··· RECORDS SHOWN

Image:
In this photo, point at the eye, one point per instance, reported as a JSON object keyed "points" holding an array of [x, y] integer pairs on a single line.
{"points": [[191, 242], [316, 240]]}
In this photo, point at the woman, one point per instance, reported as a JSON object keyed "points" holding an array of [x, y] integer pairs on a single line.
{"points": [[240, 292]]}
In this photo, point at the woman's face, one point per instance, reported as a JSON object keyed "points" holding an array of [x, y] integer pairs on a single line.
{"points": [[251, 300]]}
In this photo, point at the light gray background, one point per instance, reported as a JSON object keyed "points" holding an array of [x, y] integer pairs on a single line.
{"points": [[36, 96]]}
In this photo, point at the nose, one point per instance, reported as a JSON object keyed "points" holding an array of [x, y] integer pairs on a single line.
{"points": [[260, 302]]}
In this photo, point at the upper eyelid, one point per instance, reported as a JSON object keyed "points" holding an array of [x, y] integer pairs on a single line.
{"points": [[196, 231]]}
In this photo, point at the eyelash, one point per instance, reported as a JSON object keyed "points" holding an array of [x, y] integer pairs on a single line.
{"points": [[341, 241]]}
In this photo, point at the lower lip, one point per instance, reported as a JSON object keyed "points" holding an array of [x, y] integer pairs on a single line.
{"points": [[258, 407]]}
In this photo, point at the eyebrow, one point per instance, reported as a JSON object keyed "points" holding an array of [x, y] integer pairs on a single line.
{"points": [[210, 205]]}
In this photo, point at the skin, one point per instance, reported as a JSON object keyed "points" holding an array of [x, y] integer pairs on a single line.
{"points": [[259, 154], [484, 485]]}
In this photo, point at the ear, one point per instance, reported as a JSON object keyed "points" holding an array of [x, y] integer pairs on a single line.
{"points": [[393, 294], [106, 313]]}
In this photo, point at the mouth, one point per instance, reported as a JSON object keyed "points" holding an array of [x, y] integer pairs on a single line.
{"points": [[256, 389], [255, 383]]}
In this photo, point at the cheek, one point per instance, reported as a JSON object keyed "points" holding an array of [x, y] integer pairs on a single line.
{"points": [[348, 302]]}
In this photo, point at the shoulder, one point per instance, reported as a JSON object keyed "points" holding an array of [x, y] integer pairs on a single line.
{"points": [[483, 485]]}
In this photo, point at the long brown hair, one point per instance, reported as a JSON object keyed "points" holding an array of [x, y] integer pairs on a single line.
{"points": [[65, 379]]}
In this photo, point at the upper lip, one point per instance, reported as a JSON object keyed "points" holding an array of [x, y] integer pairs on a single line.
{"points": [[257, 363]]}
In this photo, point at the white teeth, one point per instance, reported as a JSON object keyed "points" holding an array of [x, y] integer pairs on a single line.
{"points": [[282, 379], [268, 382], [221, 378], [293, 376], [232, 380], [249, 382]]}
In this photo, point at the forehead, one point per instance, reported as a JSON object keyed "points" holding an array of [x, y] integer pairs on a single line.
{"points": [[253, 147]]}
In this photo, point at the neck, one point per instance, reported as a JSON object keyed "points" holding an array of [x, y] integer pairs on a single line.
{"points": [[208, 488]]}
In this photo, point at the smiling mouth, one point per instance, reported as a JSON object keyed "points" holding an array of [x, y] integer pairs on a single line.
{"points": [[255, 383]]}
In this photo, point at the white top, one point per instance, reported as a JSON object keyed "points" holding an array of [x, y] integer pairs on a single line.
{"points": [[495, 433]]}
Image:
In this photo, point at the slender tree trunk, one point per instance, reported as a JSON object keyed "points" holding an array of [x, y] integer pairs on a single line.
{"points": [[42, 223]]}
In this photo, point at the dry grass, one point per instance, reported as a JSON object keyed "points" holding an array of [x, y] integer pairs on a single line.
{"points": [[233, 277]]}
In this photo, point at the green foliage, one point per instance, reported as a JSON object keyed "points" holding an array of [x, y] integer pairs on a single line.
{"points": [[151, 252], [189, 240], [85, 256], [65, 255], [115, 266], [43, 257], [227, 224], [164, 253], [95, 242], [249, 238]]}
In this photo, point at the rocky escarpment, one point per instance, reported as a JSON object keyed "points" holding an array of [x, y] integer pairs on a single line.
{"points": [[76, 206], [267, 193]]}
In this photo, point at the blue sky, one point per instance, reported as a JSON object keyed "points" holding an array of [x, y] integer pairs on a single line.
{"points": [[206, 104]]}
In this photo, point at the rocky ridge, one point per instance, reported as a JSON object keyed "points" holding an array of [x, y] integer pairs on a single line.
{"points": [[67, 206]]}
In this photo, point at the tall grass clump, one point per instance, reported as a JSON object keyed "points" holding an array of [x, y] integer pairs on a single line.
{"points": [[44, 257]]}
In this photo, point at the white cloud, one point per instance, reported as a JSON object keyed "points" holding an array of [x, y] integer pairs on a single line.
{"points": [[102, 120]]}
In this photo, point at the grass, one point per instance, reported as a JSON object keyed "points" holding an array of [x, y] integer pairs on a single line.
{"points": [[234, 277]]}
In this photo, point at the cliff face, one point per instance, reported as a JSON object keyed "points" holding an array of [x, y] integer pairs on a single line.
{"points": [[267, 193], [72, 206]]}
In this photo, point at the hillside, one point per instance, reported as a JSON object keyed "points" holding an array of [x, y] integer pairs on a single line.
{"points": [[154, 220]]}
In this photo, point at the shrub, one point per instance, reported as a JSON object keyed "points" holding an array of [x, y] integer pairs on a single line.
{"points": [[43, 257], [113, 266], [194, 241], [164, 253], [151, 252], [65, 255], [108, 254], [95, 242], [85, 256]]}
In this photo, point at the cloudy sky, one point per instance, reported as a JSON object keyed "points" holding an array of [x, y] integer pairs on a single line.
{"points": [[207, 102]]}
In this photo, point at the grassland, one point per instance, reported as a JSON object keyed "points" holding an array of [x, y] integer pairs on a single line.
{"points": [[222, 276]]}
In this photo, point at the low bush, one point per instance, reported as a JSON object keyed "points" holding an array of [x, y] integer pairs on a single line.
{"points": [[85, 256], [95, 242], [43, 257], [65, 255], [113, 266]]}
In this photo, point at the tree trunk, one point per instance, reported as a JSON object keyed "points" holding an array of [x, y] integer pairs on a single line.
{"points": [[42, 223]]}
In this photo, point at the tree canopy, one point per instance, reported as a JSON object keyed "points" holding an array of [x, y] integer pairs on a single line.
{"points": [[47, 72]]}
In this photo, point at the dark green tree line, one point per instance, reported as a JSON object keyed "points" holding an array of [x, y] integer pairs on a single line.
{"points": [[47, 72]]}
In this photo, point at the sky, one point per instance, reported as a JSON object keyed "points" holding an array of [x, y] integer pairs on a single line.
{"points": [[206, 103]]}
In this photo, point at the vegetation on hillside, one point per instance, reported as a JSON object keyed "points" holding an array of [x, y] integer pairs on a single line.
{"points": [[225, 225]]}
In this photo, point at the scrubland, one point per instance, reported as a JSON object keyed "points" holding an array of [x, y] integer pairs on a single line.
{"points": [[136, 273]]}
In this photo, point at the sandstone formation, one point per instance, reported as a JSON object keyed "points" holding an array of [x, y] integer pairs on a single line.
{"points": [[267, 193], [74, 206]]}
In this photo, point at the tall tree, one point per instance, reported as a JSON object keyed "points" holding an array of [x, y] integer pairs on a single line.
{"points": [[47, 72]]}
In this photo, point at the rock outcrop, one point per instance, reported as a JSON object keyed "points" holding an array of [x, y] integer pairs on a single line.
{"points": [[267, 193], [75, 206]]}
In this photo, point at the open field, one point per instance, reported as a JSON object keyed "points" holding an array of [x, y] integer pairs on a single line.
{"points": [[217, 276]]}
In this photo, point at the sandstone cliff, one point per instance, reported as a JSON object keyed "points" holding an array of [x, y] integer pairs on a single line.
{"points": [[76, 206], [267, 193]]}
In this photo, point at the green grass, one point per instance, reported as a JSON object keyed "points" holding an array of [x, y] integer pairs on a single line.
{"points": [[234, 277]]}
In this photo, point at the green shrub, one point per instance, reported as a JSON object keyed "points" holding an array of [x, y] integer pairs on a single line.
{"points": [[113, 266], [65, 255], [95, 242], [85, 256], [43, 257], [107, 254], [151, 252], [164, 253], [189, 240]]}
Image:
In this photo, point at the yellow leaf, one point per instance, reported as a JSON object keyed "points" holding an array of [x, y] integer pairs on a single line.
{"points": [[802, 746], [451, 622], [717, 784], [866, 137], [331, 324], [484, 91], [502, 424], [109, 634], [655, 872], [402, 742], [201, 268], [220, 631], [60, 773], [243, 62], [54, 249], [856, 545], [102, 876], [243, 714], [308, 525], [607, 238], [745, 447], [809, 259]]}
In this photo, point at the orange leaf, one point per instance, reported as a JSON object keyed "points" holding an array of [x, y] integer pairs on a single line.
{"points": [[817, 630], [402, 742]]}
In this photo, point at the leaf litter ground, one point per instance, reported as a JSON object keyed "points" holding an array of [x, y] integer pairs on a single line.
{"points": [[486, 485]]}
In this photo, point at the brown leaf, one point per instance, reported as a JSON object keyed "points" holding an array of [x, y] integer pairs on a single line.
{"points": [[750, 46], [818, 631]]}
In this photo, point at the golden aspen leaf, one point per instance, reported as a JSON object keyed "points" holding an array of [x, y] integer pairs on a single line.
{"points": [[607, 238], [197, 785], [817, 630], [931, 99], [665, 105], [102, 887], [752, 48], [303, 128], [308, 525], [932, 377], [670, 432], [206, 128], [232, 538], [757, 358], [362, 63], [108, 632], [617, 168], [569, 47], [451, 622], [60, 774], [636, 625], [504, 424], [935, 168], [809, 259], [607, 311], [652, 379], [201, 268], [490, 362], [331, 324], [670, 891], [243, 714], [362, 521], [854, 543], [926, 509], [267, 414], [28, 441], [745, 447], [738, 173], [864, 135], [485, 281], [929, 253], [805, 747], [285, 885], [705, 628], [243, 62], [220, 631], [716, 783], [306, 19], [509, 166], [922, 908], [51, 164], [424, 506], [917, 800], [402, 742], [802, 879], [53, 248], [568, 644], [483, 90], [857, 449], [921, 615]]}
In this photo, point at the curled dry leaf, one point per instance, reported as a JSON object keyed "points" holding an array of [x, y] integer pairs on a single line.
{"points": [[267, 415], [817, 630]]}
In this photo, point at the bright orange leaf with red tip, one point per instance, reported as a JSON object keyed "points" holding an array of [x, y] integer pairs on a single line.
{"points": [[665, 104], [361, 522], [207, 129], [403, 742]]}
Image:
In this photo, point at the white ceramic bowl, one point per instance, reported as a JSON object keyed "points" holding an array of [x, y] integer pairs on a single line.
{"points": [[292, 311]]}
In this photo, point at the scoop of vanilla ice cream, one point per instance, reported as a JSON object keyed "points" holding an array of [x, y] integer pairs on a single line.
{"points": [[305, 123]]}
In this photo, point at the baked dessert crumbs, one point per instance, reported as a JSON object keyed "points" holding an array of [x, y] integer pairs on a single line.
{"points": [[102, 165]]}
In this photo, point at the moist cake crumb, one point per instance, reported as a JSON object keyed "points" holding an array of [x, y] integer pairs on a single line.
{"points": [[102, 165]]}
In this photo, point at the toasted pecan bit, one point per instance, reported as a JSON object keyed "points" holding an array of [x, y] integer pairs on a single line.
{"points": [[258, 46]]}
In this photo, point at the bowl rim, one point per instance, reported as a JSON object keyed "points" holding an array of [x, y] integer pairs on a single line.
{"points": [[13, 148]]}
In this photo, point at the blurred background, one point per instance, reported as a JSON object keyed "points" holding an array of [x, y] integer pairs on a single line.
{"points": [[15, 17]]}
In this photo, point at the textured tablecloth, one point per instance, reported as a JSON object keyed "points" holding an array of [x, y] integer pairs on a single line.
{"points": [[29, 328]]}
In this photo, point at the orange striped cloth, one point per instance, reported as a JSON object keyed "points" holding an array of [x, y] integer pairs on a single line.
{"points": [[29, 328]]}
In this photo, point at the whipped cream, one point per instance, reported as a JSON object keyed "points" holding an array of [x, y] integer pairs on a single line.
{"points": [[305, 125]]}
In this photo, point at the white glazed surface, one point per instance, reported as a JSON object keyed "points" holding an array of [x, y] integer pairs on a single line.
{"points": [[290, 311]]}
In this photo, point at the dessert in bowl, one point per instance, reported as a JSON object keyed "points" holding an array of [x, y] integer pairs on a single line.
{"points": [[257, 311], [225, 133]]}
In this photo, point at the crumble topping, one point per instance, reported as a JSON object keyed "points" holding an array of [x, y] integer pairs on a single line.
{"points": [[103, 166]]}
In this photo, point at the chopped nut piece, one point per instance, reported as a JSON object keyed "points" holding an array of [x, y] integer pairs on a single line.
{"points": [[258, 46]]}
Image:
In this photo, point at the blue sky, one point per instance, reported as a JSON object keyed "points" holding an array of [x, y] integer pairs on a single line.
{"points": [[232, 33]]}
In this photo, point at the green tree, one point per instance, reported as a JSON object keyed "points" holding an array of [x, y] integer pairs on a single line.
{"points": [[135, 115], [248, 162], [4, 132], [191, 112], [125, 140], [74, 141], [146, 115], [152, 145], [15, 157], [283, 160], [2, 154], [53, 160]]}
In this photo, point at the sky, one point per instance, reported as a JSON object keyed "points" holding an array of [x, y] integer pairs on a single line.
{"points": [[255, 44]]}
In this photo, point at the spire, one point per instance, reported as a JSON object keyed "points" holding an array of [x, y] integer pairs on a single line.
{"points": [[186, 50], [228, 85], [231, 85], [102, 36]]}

······

__EXERCISE DIRECTIONS__.
Exactly as written, give again every line from the one containing "In this photo, point at the green tree, one" through the last line of the material above, and no other lines.

__RESPONSE BELOW__.
In this photo, point at the green tree, one point per instance, reported as a JSON object keyed "points" holding an array of [x, y] integer pairs on a single line.
{"points": [[135, 115], [248, 162], [4, 132], [191, 112], [125, 140], [74, 141], [146, 115], [152, 145], [15, 157], [283, 160], [2, 154], [53, 160]]}
In this photo, point at the sky, one point per instance, reported as a JSON object keyed "points" holding an array of [x, y] integer pairs on a single line.
{"points": [[255, 44]]}
In this photo, point at the spire, one point per instance, reported as a JSON object keyed "points" holding an array of [x, y] integer pairs on a single line.
{"points": [[186, 50], [228, 85], [231, 85], [102, 36]]}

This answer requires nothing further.